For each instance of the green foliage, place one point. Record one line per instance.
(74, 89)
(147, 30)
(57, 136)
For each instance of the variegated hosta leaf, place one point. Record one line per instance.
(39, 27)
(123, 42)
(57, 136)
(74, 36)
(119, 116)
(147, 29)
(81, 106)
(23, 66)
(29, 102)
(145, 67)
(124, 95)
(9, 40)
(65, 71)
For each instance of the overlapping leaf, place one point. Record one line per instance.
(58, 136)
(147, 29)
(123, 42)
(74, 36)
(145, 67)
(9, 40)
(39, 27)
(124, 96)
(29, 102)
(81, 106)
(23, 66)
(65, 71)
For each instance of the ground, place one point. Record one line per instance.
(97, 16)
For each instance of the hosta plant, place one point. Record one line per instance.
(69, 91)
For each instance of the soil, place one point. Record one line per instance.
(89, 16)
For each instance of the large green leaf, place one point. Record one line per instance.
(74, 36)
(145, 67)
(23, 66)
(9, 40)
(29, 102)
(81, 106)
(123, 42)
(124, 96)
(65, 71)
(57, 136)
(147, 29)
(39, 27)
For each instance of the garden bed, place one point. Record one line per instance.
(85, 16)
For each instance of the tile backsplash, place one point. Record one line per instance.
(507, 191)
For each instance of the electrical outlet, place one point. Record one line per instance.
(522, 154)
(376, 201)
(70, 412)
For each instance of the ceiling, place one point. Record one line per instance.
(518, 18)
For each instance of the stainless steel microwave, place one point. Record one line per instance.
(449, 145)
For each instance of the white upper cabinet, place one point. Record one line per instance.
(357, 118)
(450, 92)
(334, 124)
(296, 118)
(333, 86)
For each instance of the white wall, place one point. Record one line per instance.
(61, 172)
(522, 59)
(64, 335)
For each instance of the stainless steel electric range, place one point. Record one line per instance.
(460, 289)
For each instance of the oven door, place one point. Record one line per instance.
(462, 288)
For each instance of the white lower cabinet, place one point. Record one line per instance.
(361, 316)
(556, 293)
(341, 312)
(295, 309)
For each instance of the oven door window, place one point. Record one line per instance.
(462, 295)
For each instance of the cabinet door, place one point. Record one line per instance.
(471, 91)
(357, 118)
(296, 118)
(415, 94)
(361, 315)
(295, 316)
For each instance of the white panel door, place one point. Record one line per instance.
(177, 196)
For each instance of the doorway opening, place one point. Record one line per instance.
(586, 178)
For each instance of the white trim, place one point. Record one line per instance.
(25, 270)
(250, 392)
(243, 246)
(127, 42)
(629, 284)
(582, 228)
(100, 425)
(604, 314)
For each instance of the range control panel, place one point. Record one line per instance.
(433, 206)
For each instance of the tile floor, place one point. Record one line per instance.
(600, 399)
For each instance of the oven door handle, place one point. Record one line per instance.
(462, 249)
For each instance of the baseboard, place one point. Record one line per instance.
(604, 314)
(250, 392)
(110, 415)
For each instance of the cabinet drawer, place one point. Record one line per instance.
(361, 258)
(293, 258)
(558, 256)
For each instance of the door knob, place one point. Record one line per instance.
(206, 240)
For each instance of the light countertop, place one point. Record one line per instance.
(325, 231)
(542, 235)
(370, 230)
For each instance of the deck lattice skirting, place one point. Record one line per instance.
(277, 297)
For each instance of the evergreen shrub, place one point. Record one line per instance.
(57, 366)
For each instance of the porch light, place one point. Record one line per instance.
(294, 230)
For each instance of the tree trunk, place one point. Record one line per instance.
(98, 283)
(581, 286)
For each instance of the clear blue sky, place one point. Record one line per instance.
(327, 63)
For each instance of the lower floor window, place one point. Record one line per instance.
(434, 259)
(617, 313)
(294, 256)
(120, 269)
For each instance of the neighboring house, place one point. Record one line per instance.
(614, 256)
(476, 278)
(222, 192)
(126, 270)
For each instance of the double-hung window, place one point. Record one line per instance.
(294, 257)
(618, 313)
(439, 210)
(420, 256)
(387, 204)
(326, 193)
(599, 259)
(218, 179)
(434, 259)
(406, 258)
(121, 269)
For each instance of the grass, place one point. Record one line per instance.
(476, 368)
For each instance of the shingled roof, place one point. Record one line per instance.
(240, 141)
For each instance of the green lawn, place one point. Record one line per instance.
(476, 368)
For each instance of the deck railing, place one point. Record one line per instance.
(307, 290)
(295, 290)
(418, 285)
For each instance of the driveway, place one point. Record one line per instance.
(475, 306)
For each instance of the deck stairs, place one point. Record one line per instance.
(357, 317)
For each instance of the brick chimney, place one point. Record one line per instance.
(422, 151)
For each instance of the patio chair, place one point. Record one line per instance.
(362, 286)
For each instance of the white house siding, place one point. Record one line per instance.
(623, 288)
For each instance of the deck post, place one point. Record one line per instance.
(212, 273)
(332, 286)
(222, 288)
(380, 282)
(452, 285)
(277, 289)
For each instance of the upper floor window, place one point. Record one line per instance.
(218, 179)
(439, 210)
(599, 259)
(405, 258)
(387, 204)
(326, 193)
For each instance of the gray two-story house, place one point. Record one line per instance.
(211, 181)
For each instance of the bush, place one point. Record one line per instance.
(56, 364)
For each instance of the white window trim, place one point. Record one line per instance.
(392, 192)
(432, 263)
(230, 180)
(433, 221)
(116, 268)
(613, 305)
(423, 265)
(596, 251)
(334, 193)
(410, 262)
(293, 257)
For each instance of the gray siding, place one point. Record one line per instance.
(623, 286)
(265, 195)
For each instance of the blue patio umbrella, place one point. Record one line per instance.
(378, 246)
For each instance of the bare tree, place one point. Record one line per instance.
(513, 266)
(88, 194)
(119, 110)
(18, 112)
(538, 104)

◆ Exercise goal ◆
Rewrite the material above, changing "place one point" to "mark a single point" wherever it occurs and leaving every other word as it is.

◆ Result for this task ◆
For each instance of the green foliage, mark a single point. Record one line per instance.
(74, 89)
(147, 30)
(57, 136)
For each instance of the variegated hosta leaf, mark a single point. Record one line per instance.
(39, 27)
(123, 42)
(57, 136)
(74, 36)
(119, 116)
(147, 29)
(81, 106)
(23, 66)
(29, 102)
(145, 67)
(124, 95)
(9, 40)
(65, 71)
For each instance of the overlapping leaf, mark a single point. Record one line per instance.
(58, 136)
(147, 29)
(123, 42)
(74, 36)
(145, 67)
(9, 40)
(39, 27)
(124, 96)
(29, 102)
(81, 106)
(23, 66)
(65, 71)
For each instance of the ground, mark a single point. Record one line per instance.
(97, 16)
For each instance of the hosta plant, mark a single point. Record one line per instance.
(69, 91)
For each instance of the soil, mark a single point. Record one line per instance.
(89, 16)
For each instance of the large green leaf, mark a single point. Record one line per instance.
(74, 36)
(145, 67)
(23, 66)
(9, 40)
(29, 102)
(81, 106)
(123, 42)
(124, 96)
(65, 71)
(57, 136)
(147, 29)
(39, 27)
For each instance of the garden bed, mark a single point. Record one line per instance.
(85, 16)
For each instance of the tile backsplash, mark a single point. Record one line per instance.
(507, 191)
For each instance of the electrical outlet, mark a single point. Record one line per instance.
(522, 154)
(376, 201)
(70, 412)
For each instance of the ceiling, mark a single point. Record one line per instance.
(518, 18)
For each instance of the stainless steel microwave, mark a single point. Record one line per instance.
(449, 145)
For each instance of the white upper cabinet, mark a single point. Record one line per instance.
(357, 118)
(450, 92)
(334, 124)
(296, 118)
(333, 86)
For each instance of the white wall, mark a single point. Record one line per instance.
(61, 172)
(522, 59)
(64, 335)
For each instance of the stainless steel electric range, mark a single point. Record one line per instance.
(460, 289)
For each instance of the oven door, mark a single point. Record one line per instance.
(462, 288)
For each instance of the white lower cabinet, mark a single point. Record one line per instance.
(361, 316)
(556, 293)
(341, 312)
(295, 309)
For each instance of the oven door window, mark a single point. Record one line per instance.
(462, 295)
For each instance of the cabinet door, mark a single point. Record one line per instance.
(471, 91)
(357, 118)
(296, 118)
(415, 94)
(361, 315)
(295, 316)
For each instance of the white panel door, mark a single point. Record one line per instance.
(177, 196)
For each instance of the doorway opening, mark a single point. Record one line per instance.
(586, 178)
For each instance of the white trim, mark a single point. Record one line per instance.
(25, 270)
(250, 392)
(243, 246)
(127, 42)
(629, 284)
(582, 228)
(100, 425)
(604, 314)
For each instance of the range control panel, mark a single point. Record one line per instance.
(433, 206)
For each instance of the tile floor, mark a single point. Record one line per instance.
(600, 399)
For each instance of the oven door handle, mark a single point. Record one line per instance.
(462, 249)
For each instance of the baseboard, mark a single point. Record one line per instance.
(604, 314)
(250, 392)
(110, 415)
For each instance of the cabinet drawer, mark a single point. Record one line per instance.
(361, 258)
(293, 258)
(558, 256)
For each instance of the door knob, mark a single point. Record one line per instance.
(206, 240)
For each instance of the light countertop, mark a single point. Record one line per instance.
(325, 231)
(542, 235)
(370, 230)
For each instance of the deck lattice skirting, mark a single point. Record one line per instance.
(277, 297)
For each instance of the evergreen shrub, mark a single point. Record one line per instance.
(57, 366)
For each instance of the porch light, mark a single point. Record one line per instance.
(294, 230)
For each instance of the tree trunk, mark a single point. Record one line per instance.
(98, 283)
(581, 286)
For each instance of the clear blue sky, mark a single point. Record one line per instance.
(327, 63)
For each instance of the lower floor window, mark a single point. Record one line per instance.
(434, 259)
(617, 313)
(294, 256)
(120, 269)
For each instance of the neighboring house, mark a single point. Record one line per instance.
(614, 256)
(476, 278)
(222, 192)
(126, 270)
For each instance of the double-hung window, mark a single point. Record one line per instance.
(294, 257)
(618, 313)
(439, 210)
(420, 256)
(387, 204)
(326, 193)
(599, 259)
(218, 179)
(434, 259)
(406, 258)
(121, 269)
For each instance of the grass, mark a single point. Record one line per instance.
(476, 368)
For each instance of the shingled roof, mark a single point. Record one line per instance.
(240, 141)
For each instance of the green lawn, mark a single point. Record one line per instance.
(476, 368)
For each instance of the deck railing, mark a single point. Record one line per instance.
(307, 290)
(295, 290)
(418, 285)
For each instance of the driveway, mark a single point. Record one line per instance.
(475, 306)
For each instance of the deck stairs, mark a single point. Record one line per instance.
(357, 317)
For each instance of the brick chimney, mark a single point. Record one line per instance.
(422, 151)
For each instance of the patio chair, mark a single point. Record one line per instance.
(362, 286)
For each instance of the white house siding, mark a single point. Record one line per instance.
(623, 288)
For each instance of the deck post, mark a single point. Record one line per instance.
(212, 273)
(332, 286)
(222, 288)
(380, 282)
(452, 285)
(277, 289)
For each instance of the upper floor window, mark a single point. Record one line per instance.
(218, 179)
(439, 210)
(599, 259)
(405, 258)
(387, 204)
(326, 193)
For each instance of the gray two-story house, mark a single point. Record one line per instance.
(211, 181)
For each instance of the bush, mark a single point. Record one line per instance.
(56, 364)
For each instance of the white window trim, mark a single point. Record one line per instance.
(392, 192)
(432, 263)
(230, 180)
(433, 221)
(116, 268)
(613, 305)
(423, 265)
(596, 251)
(334, 193)
(410, 262)
(293, 257)
For each instance of the gray siding, mark a single point. Record one line per instance.
(623, 286)
(265, 195)
For each instance of the blue patio umbrella, mark a single point. Record one line per instance.
(378, 246)
For each instance of the bare tree, mark a single point. Record one line per instance.
(513, 266)
(88, 194)
(119, 110)
(18, 112)
(538, 104)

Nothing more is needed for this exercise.